Task data:
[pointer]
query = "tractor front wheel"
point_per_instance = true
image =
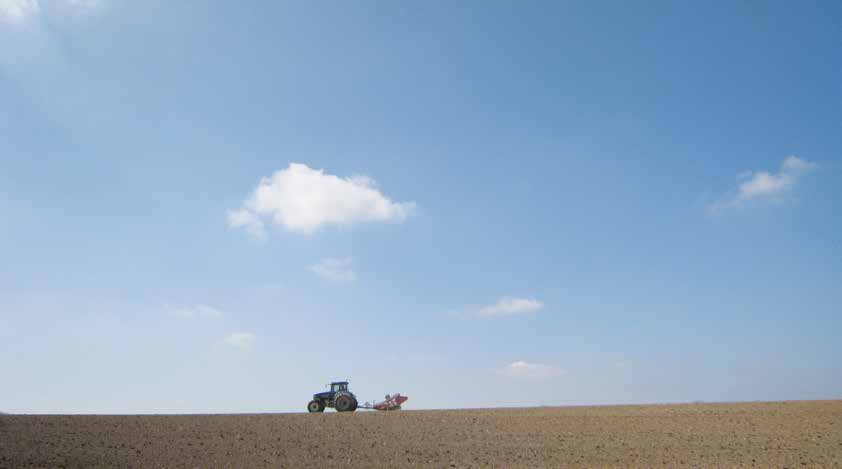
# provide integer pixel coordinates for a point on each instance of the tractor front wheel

What needs to be done: Copy the entries above line for line with no changes, leaving out the picture.

Result for this task:
[pointer]
query = "tractor front wheel"
point_per_instance = true
image =
# provide integer pixel coordinates for a point on each instance of the tractor front wheel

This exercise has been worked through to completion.